- _Written instruction a_
Switch "photo" to "image" in the records, starting with the line with "Expected: one point per instance of the stone pathway" and going on through the line with "x=387 y=413", and give only those lines with everything else unchanged.

-=-=-=-=-

Monday, March 26, 2018

yo tony, where'd u get that fresh pepperoni

phew! it's been a long week! and a pretty long checklist, too :P i kid, i kid!

last tuesday was a bit of a technical mess, with our projector dying for good. but, the twitterchat still persisted, and i think we had a great conversation about empathy games - particularly SPENT, Bad News, and Syrian Journey. Our group played SPENT, which I also encountered last year in Networked Narratives. I remember doing infinitely better than I did this time around - I ended up with $23 at the end of the month, no more plasma to donate, and rent was due.

SPENT really puts you in the shoes of someone else. i think we can all relate to financial struggles and tough choices, but the curves that SPENT throws at you are pretty hard and fast - but hey, sometimes that is someone's life.  empathy games are wonderful means of teaching others, if they have the mindset of wanting to learn - especially when they have correct facts & stats to back up the realistic nature of the game. i mentioned that the ideal formula for an EG is when the game can create a perfect balance of emotional storytelling and objective facts - if the game is solely based on emotion, it might be impossible to suspend our disbelief and immerse ourselves in the story. or, if a game is purely facts and numbers, it can glaze right over people. having a character you can empathize with and go through their story together really drives home the point.

I agree with Stephanie here strongly - it's a wonderful point. A lot of what we consider games are ones that really "don't have a higher meaning" to them. Sure, games can be great because they have strategy, wonderful art, or moral lessons - but EG teach real global/nationa/societal issues, and is an outlet to have an experience you might never have in your own lifetime. introducing EG that are both enjoyable to play to the gamer with an emotional reward to children at young ages could do wonderful things for the personal growth of humanity.

-=-=-=-=-

- _Written instruction b_
Translate this sentence from the blog post into Spanish: "SPENT really puts you in the shoes of someone else."

- _Supplied records_
-=-=-=-=-

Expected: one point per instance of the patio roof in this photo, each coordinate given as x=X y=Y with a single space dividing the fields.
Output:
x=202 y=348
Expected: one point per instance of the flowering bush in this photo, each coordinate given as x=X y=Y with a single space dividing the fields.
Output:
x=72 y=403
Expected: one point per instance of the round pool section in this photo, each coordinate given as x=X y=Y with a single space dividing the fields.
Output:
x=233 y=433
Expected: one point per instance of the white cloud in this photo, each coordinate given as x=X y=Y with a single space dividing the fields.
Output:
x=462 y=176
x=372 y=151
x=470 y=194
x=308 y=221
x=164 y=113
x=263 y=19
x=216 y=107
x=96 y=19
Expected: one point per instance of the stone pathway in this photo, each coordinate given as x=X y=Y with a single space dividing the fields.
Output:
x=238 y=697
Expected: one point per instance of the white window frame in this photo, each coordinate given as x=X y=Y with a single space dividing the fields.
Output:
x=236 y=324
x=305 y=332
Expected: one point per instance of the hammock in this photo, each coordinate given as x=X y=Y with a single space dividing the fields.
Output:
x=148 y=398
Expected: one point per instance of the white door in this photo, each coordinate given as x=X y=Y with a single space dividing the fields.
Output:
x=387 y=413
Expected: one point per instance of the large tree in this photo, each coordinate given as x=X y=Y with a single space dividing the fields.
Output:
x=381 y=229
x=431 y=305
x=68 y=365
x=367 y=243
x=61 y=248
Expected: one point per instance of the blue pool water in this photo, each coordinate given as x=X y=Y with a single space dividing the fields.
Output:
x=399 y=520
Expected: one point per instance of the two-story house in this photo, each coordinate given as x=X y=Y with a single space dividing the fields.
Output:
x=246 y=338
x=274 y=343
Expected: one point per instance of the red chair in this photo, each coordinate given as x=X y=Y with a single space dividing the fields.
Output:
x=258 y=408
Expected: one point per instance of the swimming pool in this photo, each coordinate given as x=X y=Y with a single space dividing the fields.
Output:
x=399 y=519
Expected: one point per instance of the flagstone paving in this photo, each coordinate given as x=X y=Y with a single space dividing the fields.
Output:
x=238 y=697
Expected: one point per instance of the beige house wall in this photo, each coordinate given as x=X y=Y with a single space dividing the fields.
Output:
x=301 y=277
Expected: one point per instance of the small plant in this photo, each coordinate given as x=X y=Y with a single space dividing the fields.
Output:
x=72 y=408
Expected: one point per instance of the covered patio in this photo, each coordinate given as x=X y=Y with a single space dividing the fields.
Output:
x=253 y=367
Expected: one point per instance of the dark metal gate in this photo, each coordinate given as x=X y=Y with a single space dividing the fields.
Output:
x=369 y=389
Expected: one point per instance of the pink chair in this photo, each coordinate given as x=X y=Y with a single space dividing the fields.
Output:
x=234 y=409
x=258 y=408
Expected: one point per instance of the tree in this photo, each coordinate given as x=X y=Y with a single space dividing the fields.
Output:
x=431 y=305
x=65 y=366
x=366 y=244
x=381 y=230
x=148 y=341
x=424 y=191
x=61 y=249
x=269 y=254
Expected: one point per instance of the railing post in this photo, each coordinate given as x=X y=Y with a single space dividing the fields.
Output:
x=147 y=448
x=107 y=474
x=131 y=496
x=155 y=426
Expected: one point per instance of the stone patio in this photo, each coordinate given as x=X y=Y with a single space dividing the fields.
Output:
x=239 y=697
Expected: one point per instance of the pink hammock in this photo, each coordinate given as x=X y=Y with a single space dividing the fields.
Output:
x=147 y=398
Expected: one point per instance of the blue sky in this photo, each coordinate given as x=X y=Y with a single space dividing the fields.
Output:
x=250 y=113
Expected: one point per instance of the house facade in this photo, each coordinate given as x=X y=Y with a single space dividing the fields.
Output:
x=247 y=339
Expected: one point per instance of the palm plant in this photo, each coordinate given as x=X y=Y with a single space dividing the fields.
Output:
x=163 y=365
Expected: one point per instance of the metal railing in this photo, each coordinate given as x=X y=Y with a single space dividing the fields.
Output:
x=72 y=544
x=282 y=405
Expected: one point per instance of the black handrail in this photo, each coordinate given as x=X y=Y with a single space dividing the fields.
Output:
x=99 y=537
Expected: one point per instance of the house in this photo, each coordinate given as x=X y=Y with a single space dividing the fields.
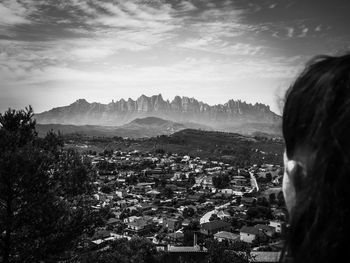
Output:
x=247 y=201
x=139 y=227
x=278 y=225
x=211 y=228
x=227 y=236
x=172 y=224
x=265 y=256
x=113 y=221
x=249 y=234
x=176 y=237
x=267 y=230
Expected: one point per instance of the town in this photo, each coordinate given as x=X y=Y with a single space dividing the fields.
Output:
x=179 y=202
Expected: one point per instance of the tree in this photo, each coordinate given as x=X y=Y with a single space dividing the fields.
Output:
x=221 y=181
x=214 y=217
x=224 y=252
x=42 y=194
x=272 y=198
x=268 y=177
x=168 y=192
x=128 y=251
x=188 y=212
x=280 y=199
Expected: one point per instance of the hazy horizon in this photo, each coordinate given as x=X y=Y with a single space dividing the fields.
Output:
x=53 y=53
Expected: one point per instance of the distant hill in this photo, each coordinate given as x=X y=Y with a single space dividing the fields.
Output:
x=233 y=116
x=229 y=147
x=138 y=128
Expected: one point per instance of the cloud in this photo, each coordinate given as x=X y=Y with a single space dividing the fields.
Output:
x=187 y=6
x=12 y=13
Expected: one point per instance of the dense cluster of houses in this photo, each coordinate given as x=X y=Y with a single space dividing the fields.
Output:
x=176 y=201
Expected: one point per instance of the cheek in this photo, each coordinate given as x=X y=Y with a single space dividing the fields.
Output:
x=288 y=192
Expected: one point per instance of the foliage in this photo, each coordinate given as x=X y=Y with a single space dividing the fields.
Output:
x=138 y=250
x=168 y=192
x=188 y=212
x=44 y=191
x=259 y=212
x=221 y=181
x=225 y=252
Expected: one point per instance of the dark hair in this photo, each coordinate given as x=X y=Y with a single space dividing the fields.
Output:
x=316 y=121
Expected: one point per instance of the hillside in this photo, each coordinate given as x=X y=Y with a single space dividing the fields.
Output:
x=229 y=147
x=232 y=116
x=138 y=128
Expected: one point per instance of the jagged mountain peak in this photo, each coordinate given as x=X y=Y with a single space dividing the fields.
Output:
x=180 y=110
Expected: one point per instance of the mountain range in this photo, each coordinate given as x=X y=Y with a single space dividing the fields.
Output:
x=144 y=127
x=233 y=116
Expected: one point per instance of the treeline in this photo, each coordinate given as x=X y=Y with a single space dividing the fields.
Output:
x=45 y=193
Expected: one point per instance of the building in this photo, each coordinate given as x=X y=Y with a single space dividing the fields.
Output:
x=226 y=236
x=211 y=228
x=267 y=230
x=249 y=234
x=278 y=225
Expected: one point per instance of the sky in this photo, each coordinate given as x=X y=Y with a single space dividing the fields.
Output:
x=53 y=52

-=-=-=-=-

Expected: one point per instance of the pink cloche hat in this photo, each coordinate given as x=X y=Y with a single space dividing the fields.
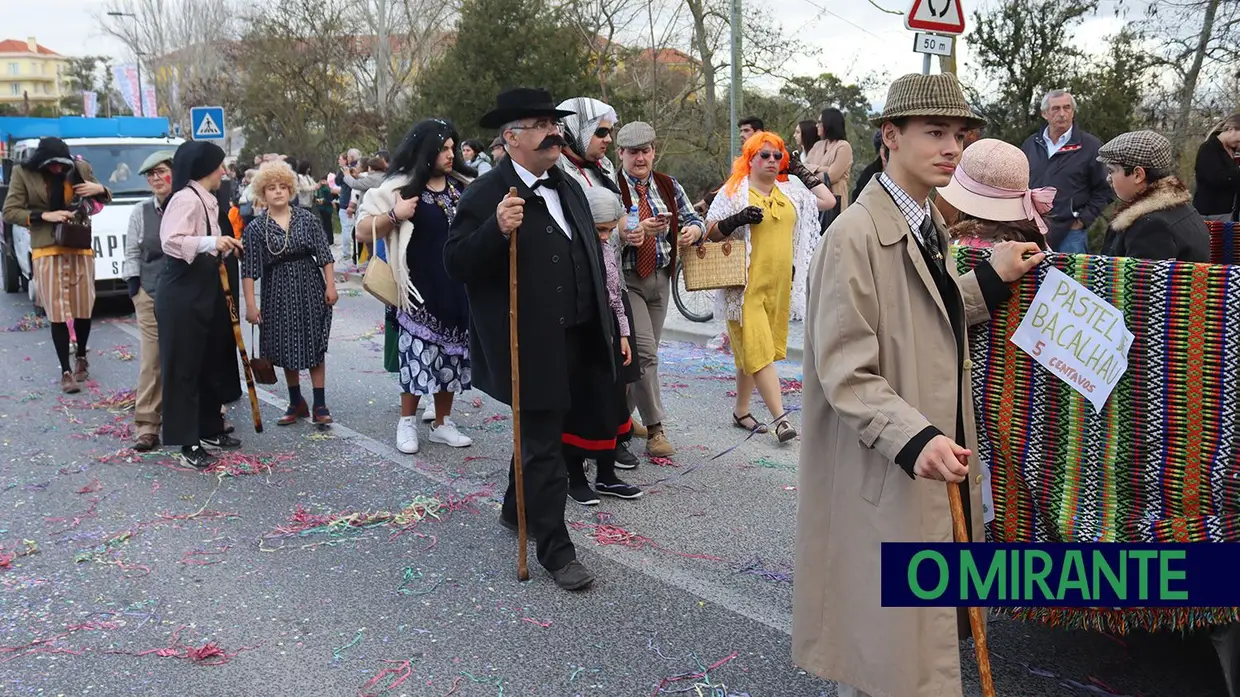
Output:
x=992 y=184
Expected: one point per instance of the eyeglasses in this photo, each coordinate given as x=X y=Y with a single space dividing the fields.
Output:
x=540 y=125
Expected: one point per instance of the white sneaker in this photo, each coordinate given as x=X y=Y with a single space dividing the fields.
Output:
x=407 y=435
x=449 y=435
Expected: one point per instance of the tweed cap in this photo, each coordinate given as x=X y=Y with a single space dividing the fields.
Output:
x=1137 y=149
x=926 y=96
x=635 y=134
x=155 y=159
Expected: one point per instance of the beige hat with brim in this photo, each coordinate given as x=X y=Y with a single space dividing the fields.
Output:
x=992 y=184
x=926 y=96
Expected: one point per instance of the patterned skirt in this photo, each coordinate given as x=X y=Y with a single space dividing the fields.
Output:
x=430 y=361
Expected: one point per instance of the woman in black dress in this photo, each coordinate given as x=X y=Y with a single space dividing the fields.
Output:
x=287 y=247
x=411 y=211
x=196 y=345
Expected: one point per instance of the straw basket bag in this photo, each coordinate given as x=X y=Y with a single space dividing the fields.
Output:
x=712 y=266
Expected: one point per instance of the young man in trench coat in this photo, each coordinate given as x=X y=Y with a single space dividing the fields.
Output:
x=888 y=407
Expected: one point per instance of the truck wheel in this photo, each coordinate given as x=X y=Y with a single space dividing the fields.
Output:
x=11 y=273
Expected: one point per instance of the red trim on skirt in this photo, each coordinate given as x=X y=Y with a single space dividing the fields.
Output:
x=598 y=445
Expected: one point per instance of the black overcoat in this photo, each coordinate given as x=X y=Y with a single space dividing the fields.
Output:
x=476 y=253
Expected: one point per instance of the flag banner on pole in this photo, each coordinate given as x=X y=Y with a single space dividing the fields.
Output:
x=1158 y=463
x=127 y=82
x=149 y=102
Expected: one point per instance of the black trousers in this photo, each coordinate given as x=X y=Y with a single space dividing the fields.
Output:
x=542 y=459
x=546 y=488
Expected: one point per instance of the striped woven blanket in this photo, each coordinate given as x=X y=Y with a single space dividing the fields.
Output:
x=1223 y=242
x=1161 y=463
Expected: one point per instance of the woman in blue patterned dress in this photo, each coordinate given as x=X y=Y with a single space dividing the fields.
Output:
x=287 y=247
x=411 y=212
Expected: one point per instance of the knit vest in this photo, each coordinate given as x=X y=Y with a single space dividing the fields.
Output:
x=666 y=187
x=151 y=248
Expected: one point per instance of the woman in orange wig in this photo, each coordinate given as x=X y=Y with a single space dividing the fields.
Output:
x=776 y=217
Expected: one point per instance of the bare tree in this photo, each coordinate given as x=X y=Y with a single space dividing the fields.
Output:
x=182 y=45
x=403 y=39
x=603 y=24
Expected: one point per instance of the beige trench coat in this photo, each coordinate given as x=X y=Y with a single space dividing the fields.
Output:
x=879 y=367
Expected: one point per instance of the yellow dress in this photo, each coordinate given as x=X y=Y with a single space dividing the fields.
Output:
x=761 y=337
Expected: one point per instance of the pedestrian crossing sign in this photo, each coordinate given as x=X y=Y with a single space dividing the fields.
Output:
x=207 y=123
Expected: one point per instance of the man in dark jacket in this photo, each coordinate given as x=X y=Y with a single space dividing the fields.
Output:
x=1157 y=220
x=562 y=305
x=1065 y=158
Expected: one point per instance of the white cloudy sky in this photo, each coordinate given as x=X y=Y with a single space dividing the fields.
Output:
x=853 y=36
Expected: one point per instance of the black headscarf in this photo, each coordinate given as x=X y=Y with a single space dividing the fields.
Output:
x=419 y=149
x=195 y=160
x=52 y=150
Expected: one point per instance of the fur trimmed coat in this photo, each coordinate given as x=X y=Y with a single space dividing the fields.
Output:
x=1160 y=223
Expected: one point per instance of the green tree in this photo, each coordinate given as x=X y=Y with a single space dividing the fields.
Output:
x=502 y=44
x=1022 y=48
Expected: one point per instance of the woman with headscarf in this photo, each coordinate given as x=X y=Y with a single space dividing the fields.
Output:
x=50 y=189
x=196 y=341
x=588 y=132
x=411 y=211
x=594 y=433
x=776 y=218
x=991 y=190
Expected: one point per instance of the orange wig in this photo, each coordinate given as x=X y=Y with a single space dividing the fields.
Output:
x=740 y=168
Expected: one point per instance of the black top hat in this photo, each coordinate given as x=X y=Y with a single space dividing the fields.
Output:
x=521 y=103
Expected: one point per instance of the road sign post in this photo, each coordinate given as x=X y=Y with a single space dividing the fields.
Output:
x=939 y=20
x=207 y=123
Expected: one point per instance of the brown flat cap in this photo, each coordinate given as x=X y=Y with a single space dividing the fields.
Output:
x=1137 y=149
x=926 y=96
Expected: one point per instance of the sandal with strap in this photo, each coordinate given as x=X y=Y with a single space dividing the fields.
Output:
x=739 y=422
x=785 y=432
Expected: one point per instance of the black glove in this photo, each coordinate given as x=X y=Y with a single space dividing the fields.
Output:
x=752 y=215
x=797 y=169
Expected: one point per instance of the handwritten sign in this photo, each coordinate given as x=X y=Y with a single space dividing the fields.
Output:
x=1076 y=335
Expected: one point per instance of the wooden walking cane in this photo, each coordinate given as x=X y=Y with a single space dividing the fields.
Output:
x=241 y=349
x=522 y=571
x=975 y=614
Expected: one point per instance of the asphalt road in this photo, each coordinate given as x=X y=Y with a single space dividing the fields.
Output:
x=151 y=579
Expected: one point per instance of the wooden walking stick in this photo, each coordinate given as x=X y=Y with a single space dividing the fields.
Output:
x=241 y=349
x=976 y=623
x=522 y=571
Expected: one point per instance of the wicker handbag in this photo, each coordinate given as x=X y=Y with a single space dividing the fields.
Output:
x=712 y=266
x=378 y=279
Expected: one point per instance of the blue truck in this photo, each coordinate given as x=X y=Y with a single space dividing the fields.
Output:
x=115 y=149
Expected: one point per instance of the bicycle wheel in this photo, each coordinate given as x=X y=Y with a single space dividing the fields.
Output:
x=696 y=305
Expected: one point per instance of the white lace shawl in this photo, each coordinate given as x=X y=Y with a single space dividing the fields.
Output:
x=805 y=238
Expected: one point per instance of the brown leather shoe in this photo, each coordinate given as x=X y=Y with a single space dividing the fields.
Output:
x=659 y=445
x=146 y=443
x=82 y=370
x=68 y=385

-=-=-=-=-

- _Task answer a_
Expected: one point per instance of the stone pathway in this image, each coordinate given as x=X y=Y with a single space dividing the fields.
Output:
x=238 y=697
Expected: one point per instance of the white window frame in this image, each coordinate given as x=X y=Y with a single space dividing the fields.
Output:
x=236 y=324
x=305 y=332
Expected: one point per instance of the hammock in this image, each coordinate given as x=X y=Y with a single space dividing the fields.
Output:
x=148 y=398
Expected: one point per instance of the white door in this image, each coordinate given as x=X y=Y with a single space dividing the fields.
Output:
x=387 y=413

- _Task answer b_
SPENT realmente te pone en los zapatos de otra persona.